→ **Short exercise**: Please copy every line of the data below word for word, leaving out the pictures.
=======
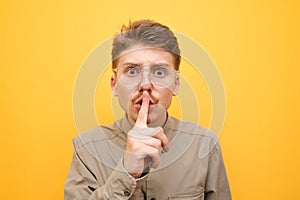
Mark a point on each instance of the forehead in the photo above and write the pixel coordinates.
(146, 56)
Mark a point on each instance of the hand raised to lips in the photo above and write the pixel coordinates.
(143, 145)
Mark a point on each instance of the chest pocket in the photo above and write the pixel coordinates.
(199, 195)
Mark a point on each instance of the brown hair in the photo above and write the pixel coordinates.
(149, 33)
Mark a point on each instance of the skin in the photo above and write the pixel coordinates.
(146, 139)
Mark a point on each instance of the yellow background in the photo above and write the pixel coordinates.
(255, 45)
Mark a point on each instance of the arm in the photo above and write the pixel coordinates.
(217, 186)
(82, 183)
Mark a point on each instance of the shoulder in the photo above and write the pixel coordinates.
(202, 138)
(192, 128)
(95, 135)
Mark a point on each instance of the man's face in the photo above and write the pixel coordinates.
(130, 94)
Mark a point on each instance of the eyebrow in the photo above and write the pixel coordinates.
(140, 65)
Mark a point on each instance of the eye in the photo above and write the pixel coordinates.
(132, 71)
(159, 72)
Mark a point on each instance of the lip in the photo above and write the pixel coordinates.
(138, 106)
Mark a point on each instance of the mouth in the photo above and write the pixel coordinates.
(139, 103)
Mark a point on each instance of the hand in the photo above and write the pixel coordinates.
(144, 144)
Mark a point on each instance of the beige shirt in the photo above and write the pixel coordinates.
(193, 168)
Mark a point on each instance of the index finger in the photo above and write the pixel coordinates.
(141, 120)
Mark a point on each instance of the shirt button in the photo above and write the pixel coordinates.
(126, 193)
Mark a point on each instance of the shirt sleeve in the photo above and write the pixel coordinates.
(217, 186)
(82, 183)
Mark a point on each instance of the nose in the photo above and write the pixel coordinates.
(145, 82)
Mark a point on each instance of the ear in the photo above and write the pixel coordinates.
(113, 84)
(177, 84)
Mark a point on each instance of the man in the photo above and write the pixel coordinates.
(147, 154)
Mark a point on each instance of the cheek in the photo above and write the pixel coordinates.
(124, 96)
(165, 97)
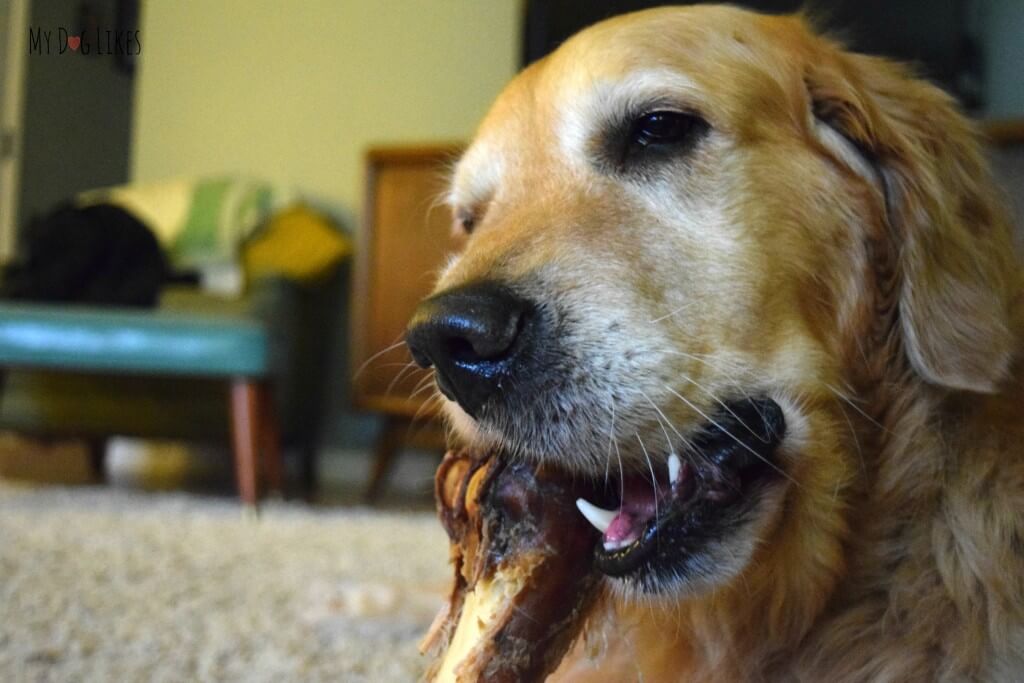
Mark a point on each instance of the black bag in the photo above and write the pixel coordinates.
=======
→ **Final result**:
Mark a point on each instance of the forehead in the photo above and write the pixel coordinates.
(146, 56)
Mark a point on each instance of the hand raised to lips in the photo above and write the pixel coordinates.
(143, 145)
Mark a point on each instance of the chest pocket in the photo above and write the pixel coordinates.
(199, 195)
Mark a point on each instance of the brown hair in the photo above and write the pixel coordinates.
(149, 33)
Mark a point on each instance of the skin in the photo above and write the pixel coordinates.
(146, 139)
Mark a point on each instance of the yellow background in the photo above and write the pixel coordinates.
(255, 45)
Mark a point on each instance of the arm in the photo above and write the pixel coordinates.
(217, 186)
(82, 183)
Mark a point on each instance of the shoulder in the photo above and write the pixel coordinates.
(202, 138)
(192, 128)
(95, 135)
Mark a point on each instance of the man's face in the photo above and write the pixel coordinates.
(130, 94)
Mark a point on each instance of the eyebrow in the photo above and write the pixel coordinates.
(140, 65)
Mark a point on each instance of the eye in the photo above and write the pixel coordinates.
(132, 71)
(159, 72)
Mark a point on each instance of the lip in the photo above and write the pixel coordinates.
(138, 106)
Mark a point on each instance of the mouth in the photo above and write the pixel coordinates.
(139, 103)
Mark a point on each instance of the hand in the photo above and write the pixel coordinates.
(144, 144)
Mark a point on each instance of the beige shirt in the photo above and write the pixel coordinates.
(193, 168)
Mark a point on each instance of the index finger in the photo above and write the pixel coordinates.
(141, 120)
Mark a point on each instance of the shirt button in the photo above and write the pixel coordinates.
(126, 193)
Mark a point on each instance of the shirt sleeve in the photo above and write the pixel coordinates.
(217, 186)
(82, 183)
Mark a point on each instance of the nose in the photo above and write the pixel coordinates.
(145, 82)
Mark a point on each instance of the ear in the photo above and write the pixel coordinates.
(113, 84)
(177, 84)
Mark a point on each instance of the man in the photo above and write the pixel coordinates.
(147, 154)
Mark a point on each instance of the cheek in the photo above and write the pixel coordinates.
(124, 96)
(165, 97)
Mark a point on each instance of the black bag in the photo above and write the pixel coordinates.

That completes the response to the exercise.